■ Goal:
Transcribe all records exactly.

■ Working data:
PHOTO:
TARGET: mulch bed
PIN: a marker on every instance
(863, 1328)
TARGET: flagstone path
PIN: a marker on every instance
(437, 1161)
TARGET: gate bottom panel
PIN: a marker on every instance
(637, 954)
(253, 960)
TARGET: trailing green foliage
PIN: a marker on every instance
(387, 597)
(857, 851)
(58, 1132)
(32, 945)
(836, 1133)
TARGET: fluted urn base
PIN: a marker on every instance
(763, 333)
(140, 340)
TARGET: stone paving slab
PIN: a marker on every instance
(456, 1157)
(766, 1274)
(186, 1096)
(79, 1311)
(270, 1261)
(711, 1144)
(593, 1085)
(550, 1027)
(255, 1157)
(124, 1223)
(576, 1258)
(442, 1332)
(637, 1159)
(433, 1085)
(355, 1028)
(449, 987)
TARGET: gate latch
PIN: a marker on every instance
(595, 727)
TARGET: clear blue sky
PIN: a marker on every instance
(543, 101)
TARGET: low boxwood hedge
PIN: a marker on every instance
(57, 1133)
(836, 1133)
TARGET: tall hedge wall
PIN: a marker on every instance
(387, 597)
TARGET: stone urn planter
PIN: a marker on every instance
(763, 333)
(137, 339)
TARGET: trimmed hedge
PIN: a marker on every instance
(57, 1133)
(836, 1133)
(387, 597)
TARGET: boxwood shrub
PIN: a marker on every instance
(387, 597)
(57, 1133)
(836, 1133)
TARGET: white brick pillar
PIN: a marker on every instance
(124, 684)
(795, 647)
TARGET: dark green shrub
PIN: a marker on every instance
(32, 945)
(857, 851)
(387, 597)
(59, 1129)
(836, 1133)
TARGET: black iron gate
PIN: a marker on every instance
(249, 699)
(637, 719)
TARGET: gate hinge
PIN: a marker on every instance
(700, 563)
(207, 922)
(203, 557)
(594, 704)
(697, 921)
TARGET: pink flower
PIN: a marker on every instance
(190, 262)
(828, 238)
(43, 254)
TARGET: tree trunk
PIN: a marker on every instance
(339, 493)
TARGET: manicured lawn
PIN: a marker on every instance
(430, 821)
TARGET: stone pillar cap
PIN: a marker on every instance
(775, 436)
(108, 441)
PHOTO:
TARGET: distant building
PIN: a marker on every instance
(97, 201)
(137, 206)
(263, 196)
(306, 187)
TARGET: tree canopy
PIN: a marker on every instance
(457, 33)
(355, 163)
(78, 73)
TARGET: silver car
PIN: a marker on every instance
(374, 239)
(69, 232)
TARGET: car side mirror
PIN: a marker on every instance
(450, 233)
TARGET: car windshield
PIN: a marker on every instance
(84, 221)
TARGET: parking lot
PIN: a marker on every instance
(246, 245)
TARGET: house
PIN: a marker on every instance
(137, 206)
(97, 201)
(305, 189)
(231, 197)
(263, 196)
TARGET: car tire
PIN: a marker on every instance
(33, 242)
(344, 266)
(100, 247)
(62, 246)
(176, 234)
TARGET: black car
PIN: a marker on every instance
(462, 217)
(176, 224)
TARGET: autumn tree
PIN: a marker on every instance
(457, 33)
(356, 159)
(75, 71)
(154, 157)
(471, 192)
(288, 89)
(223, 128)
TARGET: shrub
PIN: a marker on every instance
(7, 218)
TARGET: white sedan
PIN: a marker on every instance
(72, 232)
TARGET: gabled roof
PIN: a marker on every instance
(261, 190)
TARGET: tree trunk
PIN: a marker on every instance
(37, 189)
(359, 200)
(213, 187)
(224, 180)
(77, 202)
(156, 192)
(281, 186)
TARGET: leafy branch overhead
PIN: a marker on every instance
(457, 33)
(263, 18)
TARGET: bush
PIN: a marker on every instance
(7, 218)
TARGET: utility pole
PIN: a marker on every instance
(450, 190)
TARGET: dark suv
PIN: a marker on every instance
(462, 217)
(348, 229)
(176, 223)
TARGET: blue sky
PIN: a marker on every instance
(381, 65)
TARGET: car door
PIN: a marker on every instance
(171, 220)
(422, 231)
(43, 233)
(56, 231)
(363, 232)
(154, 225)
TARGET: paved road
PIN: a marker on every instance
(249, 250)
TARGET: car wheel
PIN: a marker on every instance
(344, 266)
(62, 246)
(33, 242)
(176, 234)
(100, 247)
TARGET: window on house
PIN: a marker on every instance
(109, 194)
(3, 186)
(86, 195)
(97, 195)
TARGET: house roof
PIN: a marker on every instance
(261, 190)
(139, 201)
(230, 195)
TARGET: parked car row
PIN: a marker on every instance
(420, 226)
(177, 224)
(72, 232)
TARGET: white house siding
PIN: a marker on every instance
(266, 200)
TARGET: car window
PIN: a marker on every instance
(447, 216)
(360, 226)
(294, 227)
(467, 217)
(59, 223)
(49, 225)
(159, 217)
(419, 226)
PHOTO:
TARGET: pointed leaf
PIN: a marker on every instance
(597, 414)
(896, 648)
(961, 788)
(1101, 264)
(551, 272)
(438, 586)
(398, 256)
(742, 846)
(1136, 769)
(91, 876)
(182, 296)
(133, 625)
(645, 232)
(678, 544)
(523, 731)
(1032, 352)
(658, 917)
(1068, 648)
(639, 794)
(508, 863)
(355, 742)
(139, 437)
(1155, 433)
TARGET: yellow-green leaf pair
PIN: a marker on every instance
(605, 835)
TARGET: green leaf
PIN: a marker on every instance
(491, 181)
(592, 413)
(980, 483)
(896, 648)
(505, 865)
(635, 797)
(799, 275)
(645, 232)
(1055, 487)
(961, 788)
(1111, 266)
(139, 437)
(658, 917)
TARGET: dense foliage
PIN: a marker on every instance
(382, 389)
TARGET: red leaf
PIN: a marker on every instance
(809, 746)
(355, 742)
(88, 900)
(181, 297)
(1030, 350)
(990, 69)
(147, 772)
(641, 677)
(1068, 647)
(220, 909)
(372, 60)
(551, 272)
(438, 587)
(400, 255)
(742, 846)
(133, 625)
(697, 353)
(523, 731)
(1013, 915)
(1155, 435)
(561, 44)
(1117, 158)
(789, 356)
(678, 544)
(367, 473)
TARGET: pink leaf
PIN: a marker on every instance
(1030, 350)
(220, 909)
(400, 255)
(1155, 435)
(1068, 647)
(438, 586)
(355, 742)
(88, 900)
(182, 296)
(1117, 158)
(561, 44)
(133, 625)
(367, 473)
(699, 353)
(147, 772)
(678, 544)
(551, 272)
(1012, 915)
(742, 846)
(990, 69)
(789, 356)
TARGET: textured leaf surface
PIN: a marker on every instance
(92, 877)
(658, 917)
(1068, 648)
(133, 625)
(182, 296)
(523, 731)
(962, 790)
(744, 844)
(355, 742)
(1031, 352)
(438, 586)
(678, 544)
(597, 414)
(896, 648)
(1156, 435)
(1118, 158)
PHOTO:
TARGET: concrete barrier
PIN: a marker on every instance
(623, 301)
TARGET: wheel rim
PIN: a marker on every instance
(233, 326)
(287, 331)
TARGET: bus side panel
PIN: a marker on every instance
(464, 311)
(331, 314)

■ Full solution:
PHOTO:
TARGET: mulch bed
PIN: a marker on every instance
(863, 1328)
TARGET: flagstone path
PIN: a marker on every instance
(437, 1161)
TARGET: gate bottom panel
PIN: a marker on every instance
(637, 954)
(253, 960)
TARGET: trailing green foliage
PIN: a marker on every instance
(387, 597)
(857, 851)
(58, 1132)
(32, 945)
(836, 1133)
TARGET: fluted urn base
PIN: a marker on every instance
(763, 333)
(140, 340)
TARGET: stone paving slab
PIN: a marker on every instance
(456, 1157)
(766, 1274)
(186, 1096)
(79, 1311)
(270, 1261)
(711, 1144)
(593, 1085)
(550, 1027)
(255, 1157)
(124, 1223)
(576, 1258)
(442, 1332)
(637, 1159)
(433, 1085)
(355, 1028)
(449, 987)
TARGET: gate latch
PIN: a marker on every instance
(595, 727)
TARGET: clear blue sky
PIN: a marker on every instance
(543, 101)
TARGET: low boxwood hedge
PIN: a marker on every instance
(57, 1133)
(836, 1133)
TARGET: tall hedge wall
PIN: a marker on every instance
(387, 597)
TARGET: stone urn planter
PIN: a marker on every instance
(763, 333)
(137, 339)
TARGET: trimmed hedge
PIN: a marker on every instance
(57, 1133)
(836, 1133)
(387, 597)
TARGET: boxwood shrub
PIN: a marker on every instance
(387, 597)
(57, 1133)
(836, 1133)
TARGET: white brick pillar
PIN: a marker on every instance
(124, 684)
(795, 647)
TARGET: dark green shrub
PIN: a marker on every instance
(32, 945)
(857, 851)
(387, 597)
(59, 1129)
(836, 1133)
TARGET: black iron gate
PIN: a marker on every instance
(249, 699)
(637, 719)
TARGET: gate hinge
PIN: a marker on every instance
(700, 563)
(207, 922)
(203, 557)
(594, 704)
(697, 921)
TARGET: pink flower
PIN: a marker on every instance
(190, 262)
(828, 238)
(43, 254)
TARGET: tree trunk
PIN: a marker on every instance
(339, 493)
TARGET: manicured lawn
PIN: a marker on every instance
(430, 821)
TARGET: stone pillar cap
PIN: a marker on every instance
(775, 436)
(108, 441)
PHOTO:
TARGET: distant building
PIN: a marker on every instance
(97, 201)
(137, 206)
(263, 196)
(306, 187)
TARGET: tree canopy
PIN: a marker on every instance
(457, 33)
(355, 163)
(78, 73)
TARGET: silver car
PIN: a marker on every instance
(374, 239)
(69, 232)
TARGET: car side mirror
PIN: a marker on every instance
(450, 233)
TARGET: car windshield
PIN: a marker on every instance
(84, 221)
TARGET: parking lot
PIN: a marker on every instance
(246, 245)
TARGET: house
PIN: a marker on every instance
(137, 206)
(97, 201)
(305, 189)
(231, 197)
(263, 196)
TARGET: car tire
PIN: a marker on every instance
(33, 242)
(344, 266)
(100, 247)
(62, 246)
(176, 234)
TARGET: black car
PIN: a marker on every instance
(462, 217)
(176, 224)
TARGET: autumn tree
PIN: a marker on every instance
(457, 33)
(356, 159)
(75, 71)
(154, 157)
(471, 192)
(288, 89)
(223, 128)
TARGET: shrub
PIN: a marker on every instance
(7, 218)
TARGET: white sedan
PIN: a marker on every instance
(72, 232)
TARGET: gabled roof
PIN: a marker on every instance
(261, 190)
TARGET: tree trunk
PIN: a marker on every instance
(37, 189)
(359, 200)
(213, 187)
(224, 180)
(77, 202)
(156, 192)
(281, 186)
TARGET: leafy branch overhead
PIN: a marker on every instance
(457, 33)
(263, 18)
TARGET: bush
PIN: a marker on every instance
(7, 218)
TARGET: utility pole
PIN: a marker on every instance
(450, 190)
TARGET: dark suv
PIN: a marker on every instance
(462, 217)
(348, 229)
(176, 223)
TARGET: blue sky
PIN: a marker on every instance
(381, 65)
TARGET: car door
PIN: a marker on every instance
(171, 220)
(422, 231)
(43, 233)
(56, 231)
(363, 232)
(154, 225)
TARGET: paved road
PIN: a marker on every instance
(249, 250)
TARGET: car wheel
PIN: a marker on every instance
(344, 266)
(62, 246)
(33, 242)
(176, 234)
(100, 247)
TARGET: window on house
PIN: a marker on every instance
(109, 194)
(3, 186)
(86, 195)
(97, 195)
TARGET: house roof
PIN: a marker on every instance
(261, 190)
(139, 201)
(230, 195)
TARGET: parked car row
PIN: a marker on every instance
(420, 226)
(177, 224)
(72, 232)
TARGET: white house siding
PIN: a marker on every instance
(266, 200)
TARGET: car window
PIN: a marker on every instance
(447, 216)
(360, 226)
(294, 227)
(467, 217)
(59, 223)
(49, 225)
(159, 217)
(419, 226)
PHOTO:
TARGET: pointed leaf
PIN: a marker on every instance
(597, 414)
(896, 648)
(961, 788)
(1101, 264)
(551, 272)
(438, 586)
(398, 256)
(742, 846)
(1136, 769)
(91, 876)
(182, 296)
(133, 625)
(645, 232)
(678, 544)
(523, 731)
(1032, 352)
(658, 917)
(1068, 648)
(639, 794)
(508, 863)
(355, 742)
(139, 437)
(1155, 433)
TARGET: yellow-green leaf pair
PIN: a marker on every instance
(605, 835)
TARGET: green leaf
PIN: a marker on every instance
(491, 181)
(592, 413)
(980, 483)
(896, 648)
(505, 865)
(635, 797)
(799, 275)
(645, 232)
(1055, 487)
(961, 788)
(1111, 266)
(139, 437)
(658, 917)
TARGET: dense foliage
PIN: a marker on every instance
(382, 389)
TARGET: red leaf
PIN: a marker on every instance
(809, 746)
(355, 742)
(88, 900)
(181, 297)
(1030, 350)
(990, 69)
(147, 772)
(641, 677)
(1068, 647)
(220, 909)
(372, 60)
(551, 272)
(438, 587)
(400, 255)
(742, 846)
(133, 625)
(697, 353)
(523, 731)
(1013, 915)
(1155, 435)
(561, 44)
(1117, 158)
(789, 356)
(678, 544)
(367, 473)
TARGET: pink leaf
PIN: a marker on every instance
(1030, 350)
(220, 909)
(400, 255)
(1155, 435)
(1068, 647)
(438, 586)
(355, 742)
(88, 900)
(182, 296)
(1117, 158)
(561, 44)
(133, 625)
(367, 473)
(699, 353)
(147, 772)
(678, 544)
(551, 272)
(1012, 915)
(742, 846)
(990, 69)
(789, 356)
TARGET: textured leaf surface
PIN: a marker on every instance
(92, 877)
(658, 917)
(1068, 648)
(133, 625)
(182, 296)
(523, 731)
(962, 790)
(744, 844)
(355, 742)
(1031, 352)
(438, 586)
(678, 544)
(597, 414)
(896, 648)
(1156, 435)
(1118, 158)
PHOTO:
TARGET: concrete barrier
PIN: a marker on every instance
(623, 301)
TARGET: wheel rim
PIN: a marker on every instance
(233, 326)
(287, 331)
TARGET: bus side panel
PIN: a marker on every instance
(464, 311)
(331, 314)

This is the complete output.